(Point-based labeling data)

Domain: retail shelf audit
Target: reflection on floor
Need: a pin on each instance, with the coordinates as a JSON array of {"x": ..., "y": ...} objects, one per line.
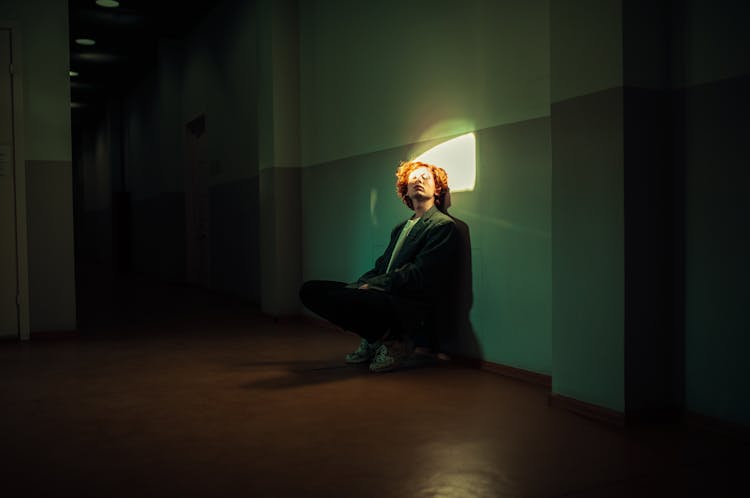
[{"x": 171, "y": 391}]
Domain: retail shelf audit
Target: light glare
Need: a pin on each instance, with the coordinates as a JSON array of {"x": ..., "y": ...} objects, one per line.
[{"x": 458, "y": 158}]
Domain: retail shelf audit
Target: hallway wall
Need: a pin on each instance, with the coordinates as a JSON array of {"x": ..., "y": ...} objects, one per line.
[
  {"x": 384, "y": 82},
  {"x": 212, "y": 74},
  {"x": 713, "y": 83},
  {"x": 46, "y": 135}
]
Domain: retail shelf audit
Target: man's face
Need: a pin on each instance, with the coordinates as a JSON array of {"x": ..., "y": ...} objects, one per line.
[{"x": 421, "y": 184}]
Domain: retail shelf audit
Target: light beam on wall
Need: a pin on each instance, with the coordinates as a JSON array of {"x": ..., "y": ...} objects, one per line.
[{"x": 458, "y": 158}]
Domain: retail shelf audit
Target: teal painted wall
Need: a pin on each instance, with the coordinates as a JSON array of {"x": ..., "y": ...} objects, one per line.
[
  {"x": 213, "y": 72},
  {"x": 714, "y": 80},
  {"x": 390, "y": 73},
  {"x": 378, "y": 88}
]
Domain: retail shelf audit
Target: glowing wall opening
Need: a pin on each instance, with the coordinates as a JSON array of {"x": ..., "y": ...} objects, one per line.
[{"x": 458, "y": 158}]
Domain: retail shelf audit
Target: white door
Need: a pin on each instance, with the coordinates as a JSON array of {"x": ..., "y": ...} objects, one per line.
[{"x": 9, "y": 285}]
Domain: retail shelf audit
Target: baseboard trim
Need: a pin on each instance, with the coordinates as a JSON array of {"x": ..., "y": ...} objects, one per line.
[
  {"x": 527, "y": 376},
  {"x": 697, "y": 421},
  {"x": 46, "y": 335},
  {"x": 588, "y": 410}
]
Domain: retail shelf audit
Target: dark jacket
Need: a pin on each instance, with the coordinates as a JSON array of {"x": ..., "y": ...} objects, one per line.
[{"x": 427, "y": 257}]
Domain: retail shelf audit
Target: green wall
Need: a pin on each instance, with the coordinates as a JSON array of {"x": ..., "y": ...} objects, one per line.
[
  {"x": 587, "y": 197},
  {"x": 43, "y": 69},
  {"x": 713, "y": 82},
  {"x": 213, "y": 72},
  {"x": 377, "y": 88}
]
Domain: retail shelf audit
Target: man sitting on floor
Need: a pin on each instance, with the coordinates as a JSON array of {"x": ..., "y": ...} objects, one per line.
[{"x": 386, "y": 304}]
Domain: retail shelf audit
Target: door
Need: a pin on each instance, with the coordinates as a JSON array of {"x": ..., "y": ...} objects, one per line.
[
  {"x": 9, "y": 282},
  {"x": 197, "y": 205}
]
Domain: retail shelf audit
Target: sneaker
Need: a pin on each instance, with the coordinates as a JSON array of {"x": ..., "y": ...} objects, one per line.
[
  {"x": 365, "y": 352},
  {"x": 391, "y": 354}
]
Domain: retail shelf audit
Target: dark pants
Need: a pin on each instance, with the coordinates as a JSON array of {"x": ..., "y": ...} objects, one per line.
[{"x": 368, "y": 313}]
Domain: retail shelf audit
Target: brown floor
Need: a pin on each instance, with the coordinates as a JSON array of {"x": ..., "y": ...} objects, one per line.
[{"x": 170, "y": 391}]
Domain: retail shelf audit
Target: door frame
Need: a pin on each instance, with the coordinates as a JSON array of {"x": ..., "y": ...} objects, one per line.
[{"x": 19, "y": 169}]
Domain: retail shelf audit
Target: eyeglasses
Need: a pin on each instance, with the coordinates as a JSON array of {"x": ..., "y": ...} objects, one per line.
[{"x": 426, "y": 176}]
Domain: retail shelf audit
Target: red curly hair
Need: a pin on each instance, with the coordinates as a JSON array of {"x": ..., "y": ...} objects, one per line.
[{"x": 438, "y": 174}]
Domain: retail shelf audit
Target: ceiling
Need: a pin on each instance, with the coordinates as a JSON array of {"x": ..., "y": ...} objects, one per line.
[{"x": 126, "y": 44}]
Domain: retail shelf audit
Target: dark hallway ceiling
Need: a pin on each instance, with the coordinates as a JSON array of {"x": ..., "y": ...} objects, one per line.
[{"x": 126, "y": 44}]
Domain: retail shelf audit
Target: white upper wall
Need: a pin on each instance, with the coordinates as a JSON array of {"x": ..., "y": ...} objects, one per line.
[{"x": 43, "y": 26}]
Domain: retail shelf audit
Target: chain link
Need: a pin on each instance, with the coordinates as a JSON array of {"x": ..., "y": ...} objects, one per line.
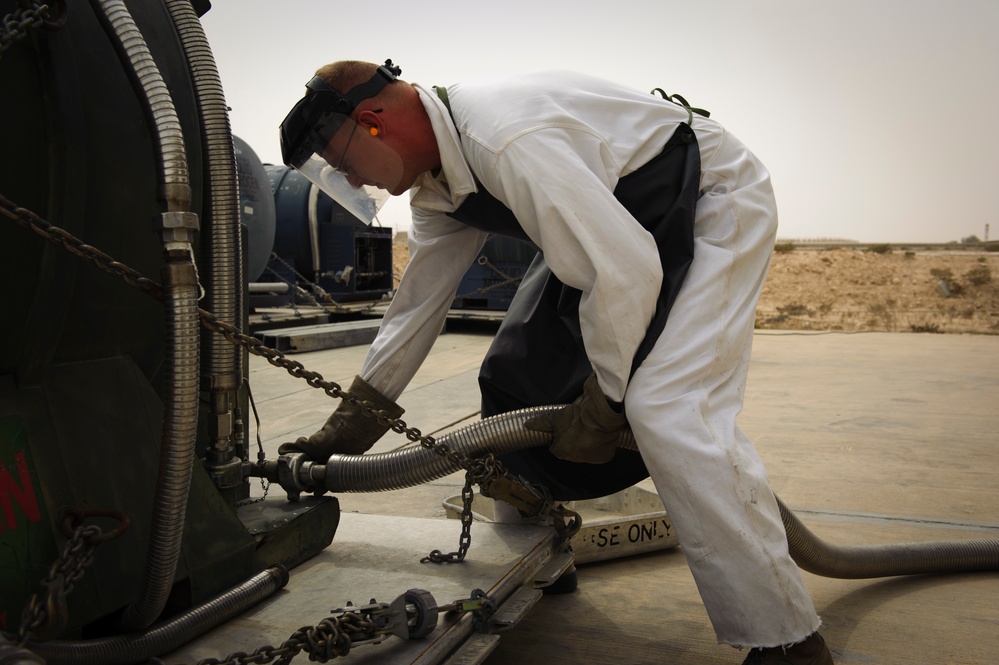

● Directive: How many lines in the items above contain the string "ceiling", matching case exactly? Reply with the number only.

● Written answer: 2